▶ Extracted data:
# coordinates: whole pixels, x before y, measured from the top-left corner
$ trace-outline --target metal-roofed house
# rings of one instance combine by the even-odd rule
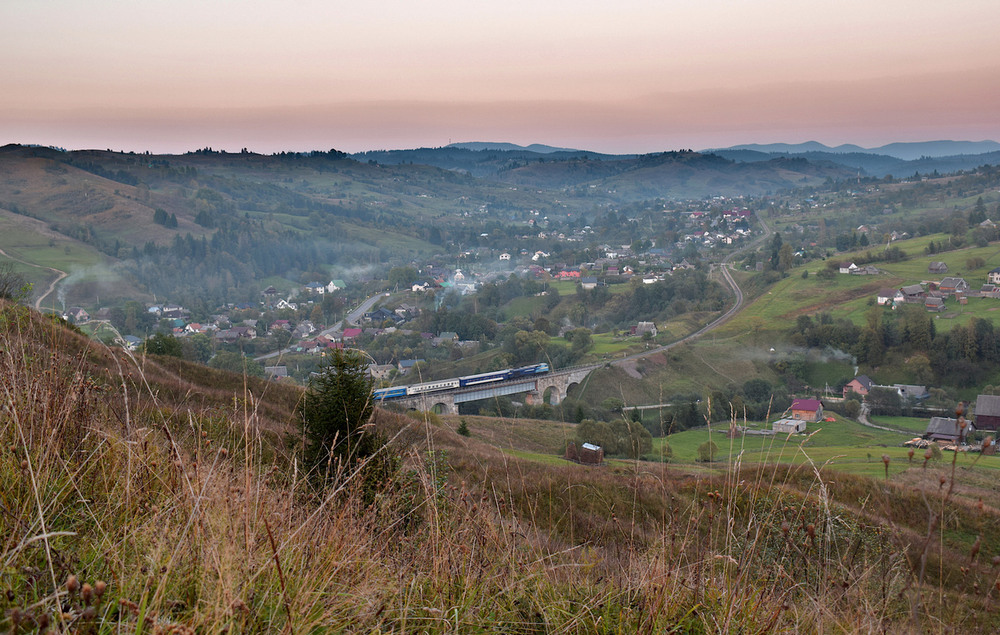
[[[791,418],[797,421],[819,421],[823,418],[823,403],[819,399],[796,399],[791,411]]]

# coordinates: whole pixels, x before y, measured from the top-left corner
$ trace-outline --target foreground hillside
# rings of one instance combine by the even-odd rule
[[[401,472],[319,492],[297,390],[20,307],[0,331],[0,629],[992,630],[1000,511],[968,467],[588,469],[534,460],[531,422],[380,411]]]

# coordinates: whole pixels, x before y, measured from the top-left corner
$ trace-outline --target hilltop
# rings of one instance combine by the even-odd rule
[[[402,471],[365,502],[298,471],[298,389],[0,311],[5,628],[991,628],[1000,512],[964,462],[595,469],[551,454],[565,424],[378,411]]]

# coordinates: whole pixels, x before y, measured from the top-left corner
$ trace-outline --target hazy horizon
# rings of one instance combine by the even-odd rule
[[[993,0],[13,1],[0,143],[645,153],[1000,138]]]

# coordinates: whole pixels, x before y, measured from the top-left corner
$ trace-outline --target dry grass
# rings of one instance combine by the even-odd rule
[[[543,465],[379,411],[404,468],[366,504],[297,469],[294,391],[0,333],[0,629],[991,629],[996,510],[933,480]]]

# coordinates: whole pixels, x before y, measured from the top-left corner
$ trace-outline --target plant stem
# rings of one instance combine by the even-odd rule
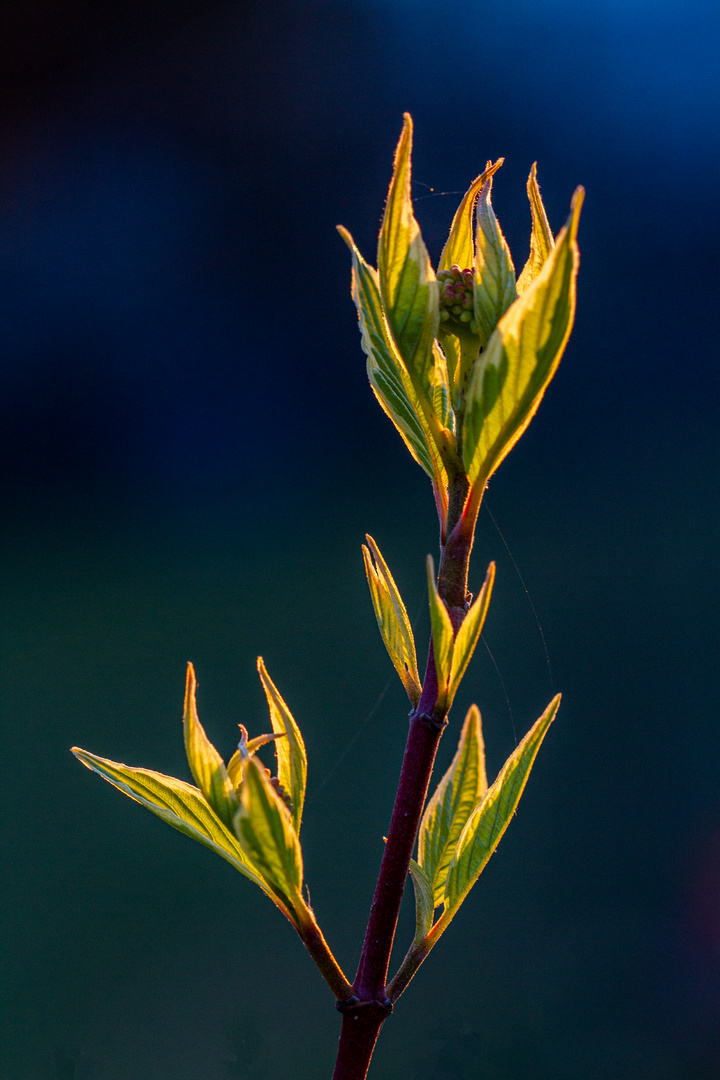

▶ Directions for this task: Whenever the word "outline" shows up in a line above, copy that line.

▶ Exercise output:
$ trace-outline --target metal-roofed house
$ trace-outline --target foreground hillside
$ trace-outline --target hilltop
$ trace-outline --target hazy horizon
$ trace-outline --target dry grass
$ trace-outline --target plant stem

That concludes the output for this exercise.